Set problem:
Exactly reproduce the lines from the line containing "Question. Place a dot on every instance of the stubble" to the end of the data below, inclusive, and nothing else.

Task material:

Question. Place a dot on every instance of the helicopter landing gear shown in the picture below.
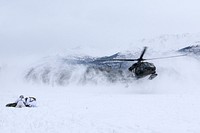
(152, 76)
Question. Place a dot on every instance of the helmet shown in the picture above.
(21, 96)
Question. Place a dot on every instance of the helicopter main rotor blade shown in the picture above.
(122, 60)
(166, 57)
(142, 54)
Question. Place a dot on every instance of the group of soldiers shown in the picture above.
(23, 102)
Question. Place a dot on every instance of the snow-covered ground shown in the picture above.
(34, 34)
(169, 103)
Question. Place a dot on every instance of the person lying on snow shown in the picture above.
(23, 102)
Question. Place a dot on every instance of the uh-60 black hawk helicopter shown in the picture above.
(142, 68)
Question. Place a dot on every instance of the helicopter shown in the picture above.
(141, 68)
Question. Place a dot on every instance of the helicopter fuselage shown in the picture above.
(142, 69)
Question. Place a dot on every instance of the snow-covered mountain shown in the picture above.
(63, 70)
(74, 94)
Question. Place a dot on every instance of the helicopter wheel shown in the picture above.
(152, 76)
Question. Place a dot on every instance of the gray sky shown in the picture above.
(38, 26)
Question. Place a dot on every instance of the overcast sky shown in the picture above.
(37, 26)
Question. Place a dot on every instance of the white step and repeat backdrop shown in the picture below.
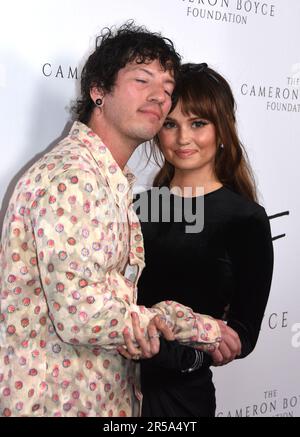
(255, 44)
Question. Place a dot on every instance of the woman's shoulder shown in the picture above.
(243, 208)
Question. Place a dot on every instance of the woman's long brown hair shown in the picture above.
(203, 92)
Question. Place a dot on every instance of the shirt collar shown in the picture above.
(120, 182)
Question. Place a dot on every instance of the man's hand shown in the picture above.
(229, 348)
(146, 347)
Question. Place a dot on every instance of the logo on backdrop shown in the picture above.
(228, 11)
(279, 98)
(272, 404)
(59, 71)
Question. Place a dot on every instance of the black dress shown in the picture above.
(224, 271)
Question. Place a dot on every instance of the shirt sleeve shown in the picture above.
(251, 252)
(89, 304)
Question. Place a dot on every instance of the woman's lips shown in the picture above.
(185, 153)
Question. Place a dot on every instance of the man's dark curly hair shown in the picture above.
(115, 48)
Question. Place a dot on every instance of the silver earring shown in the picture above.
(98, 103)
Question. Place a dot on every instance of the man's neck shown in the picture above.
(120, 148)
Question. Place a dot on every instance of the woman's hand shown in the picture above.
(229, 348)
(147, 346)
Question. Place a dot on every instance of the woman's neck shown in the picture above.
(195, 183)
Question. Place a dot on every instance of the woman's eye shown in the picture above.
(168, 124)
(199, 123)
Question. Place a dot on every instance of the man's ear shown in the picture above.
(96, 93)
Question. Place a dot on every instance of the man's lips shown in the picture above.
(151, 112)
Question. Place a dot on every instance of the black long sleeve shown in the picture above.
(224, 271)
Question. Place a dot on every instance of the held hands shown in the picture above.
(229, 348)
(147, 346)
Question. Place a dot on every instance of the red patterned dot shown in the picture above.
(61, 188)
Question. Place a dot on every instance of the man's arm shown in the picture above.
(88, 302)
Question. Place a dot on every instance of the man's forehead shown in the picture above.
(150, 66)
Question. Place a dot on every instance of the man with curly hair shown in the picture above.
(72, 248)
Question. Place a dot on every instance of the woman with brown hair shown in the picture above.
(226, 269)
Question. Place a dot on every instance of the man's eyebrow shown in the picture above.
(151, 74)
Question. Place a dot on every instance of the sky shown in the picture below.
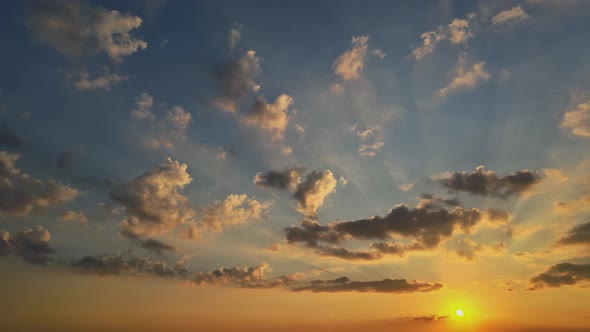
(295, 165)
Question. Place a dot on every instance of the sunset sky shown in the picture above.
(295, 165)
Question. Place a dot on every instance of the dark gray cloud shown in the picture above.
(21, 194)
(579, 234)
(9, 138)
(156, 246)
(287, 179)
(380, 286)
(116, 264)
(562, 274)
(235, 79)
(32, 245)
(487, 183)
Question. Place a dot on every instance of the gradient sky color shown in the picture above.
(295, 165)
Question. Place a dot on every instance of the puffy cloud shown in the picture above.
(287, 179)
(579, 234)
(152, 201)
(166, 128)
(457, 32)
(577, 121)
(82, 80)
(272, 118)
(234, 210)
(234, 80)
(510, 17)
(487, 183)
(21, 194)
(234, 36)
(311, 193)
(80, 217)
(32, 245)
(349, 64)
(562, 274)
(465, 77)
(76, 29)
(380, 286)
(115, 264)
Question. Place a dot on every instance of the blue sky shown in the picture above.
(384, 102)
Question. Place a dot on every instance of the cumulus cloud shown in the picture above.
(579, 234)
(115, 264)
(75, 29)
(577, 121)
(234, 35)
(562, 274)
(487, 183)
(287, 179)
(234, 80)
(311, 193)
(105, 81)
(72, 216)
(153, 202)
(32, 245)
(510, 17)
(457, 32)
(233, 210)
(165, 128)
(465, 77)
(349, 64)
(272, 118)
(21, 194)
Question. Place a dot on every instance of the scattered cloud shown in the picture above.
(349, 64)
(153, 202)
(76, 29)
(457, 32)
(21, 194)
(465, 77)
(487, 183)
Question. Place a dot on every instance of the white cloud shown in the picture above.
(466, 77)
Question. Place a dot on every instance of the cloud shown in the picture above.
(465, 77)
(70, 216)
(156, 246)
(380, 286)
(166, 128)
(510, 17)
(76, 29)
(234, 80)
(579, 234)
(272, 118)
(115, 264)
(234, 36)
(311, 193)
(577, 121)
(153, 203)
(234, 210)
(32, 245)
(21, 194)
(562, 274)
(487, 183)
(83, 82)
(287, 179)
(457, 32)
(349, 64)
(10, 139)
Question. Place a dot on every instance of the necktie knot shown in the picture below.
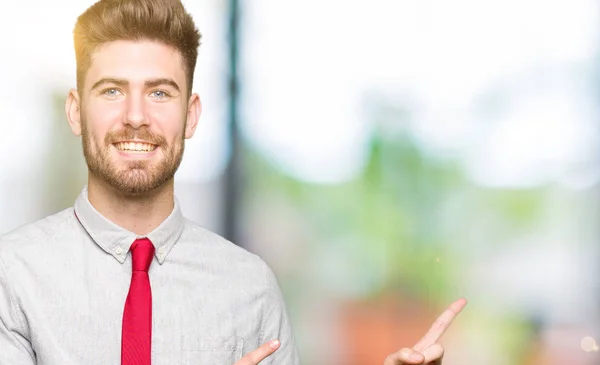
(142, 252)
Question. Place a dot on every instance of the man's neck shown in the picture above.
(140, 214)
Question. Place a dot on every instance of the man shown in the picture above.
(123, 276)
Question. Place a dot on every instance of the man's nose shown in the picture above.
(136, 111)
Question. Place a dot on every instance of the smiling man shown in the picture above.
(123, 277)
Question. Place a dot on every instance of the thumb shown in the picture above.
(261, 353)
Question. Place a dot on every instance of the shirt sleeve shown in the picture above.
(15, 347)
(277, 326)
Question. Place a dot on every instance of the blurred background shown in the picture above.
(385, 157)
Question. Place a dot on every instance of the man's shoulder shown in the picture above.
(214, 245)
(35, 233)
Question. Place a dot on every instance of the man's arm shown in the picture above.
(277, 326)
(15, 348)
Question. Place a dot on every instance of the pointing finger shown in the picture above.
(404, 356)
(433, 354)
(258, 355)
(440, 325)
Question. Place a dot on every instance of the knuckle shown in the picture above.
(440, 324)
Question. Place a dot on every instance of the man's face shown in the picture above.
(133, 113)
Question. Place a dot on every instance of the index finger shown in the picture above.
(440, 325)
(258, 355)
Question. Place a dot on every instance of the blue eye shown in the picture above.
(159, 94)
(111, 92)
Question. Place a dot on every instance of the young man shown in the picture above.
(123, 277)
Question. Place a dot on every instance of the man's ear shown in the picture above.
(193, 115)
(73, 111)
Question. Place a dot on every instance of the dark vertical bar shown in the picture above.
(233, 175)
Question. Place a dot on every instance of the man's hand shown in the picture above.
(427, 350)
(258, 355)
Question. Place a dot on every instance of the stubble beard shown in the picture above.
(138, 177)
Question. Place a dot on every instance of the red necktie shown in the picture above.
(137, 315)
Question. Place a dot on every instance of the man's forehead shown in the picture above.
(136, 61)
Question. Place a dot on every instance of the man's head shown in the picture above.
(133, 105)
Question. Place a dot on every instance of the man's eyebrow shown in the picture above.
(110, 80)
(161, 81)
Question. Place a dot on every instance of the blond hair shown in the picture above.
(165, 21)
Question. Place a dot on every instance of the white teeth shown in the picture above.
(135, 146)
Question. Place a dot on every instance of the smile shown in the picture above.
(140, 147)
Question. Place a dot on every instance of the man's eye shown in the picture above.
(111, 92)
(159, 94)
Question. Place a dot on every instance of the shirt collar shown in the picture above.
(116, 240)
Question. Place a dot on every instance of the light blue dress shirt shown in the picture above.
(64, 280)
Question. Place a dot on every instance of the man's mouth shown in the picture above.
(139, 147)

Task result:
Question. Place a dot on every instance of the stubble beard shown in the picture above.
(138, 177)
Question. Place a dot on every instance of the red necktie shown in the picture above.
(137, 315)
Question. Place a dot on every instance of the man's forehead shown in the picture above.
(136, 61)
Question. Place a dot on every instance of the man's head shown in the picture above.
(133, 105)
Question. Place a dot on every instance of the man's eyebrow shown in the picture above.
(110, 80)
(161, 81)
Question. Place a dot on every instance of the blond hair shown in the picture above.
(165, 21)
Question. Place a dot on every instance of the white teeth shown in the picture above.
(135, 146)
Question. Place a dot on every instance of the smile shown in the picture above.
(140, 147)
Question. Place a dot on every instance of the man's eye shown in the picture above.
(111, 92)
(159, 94)
Question. Place a dot on every instance of the shirt collar shown in the picture above.
(116, 240)
Question. Place a dot on every instance of the light blue dress shirt shown in the picture above.
(64, 280)
Question. Place a dot on every instance of the man's mouth shown in the picture above.
(139, 147)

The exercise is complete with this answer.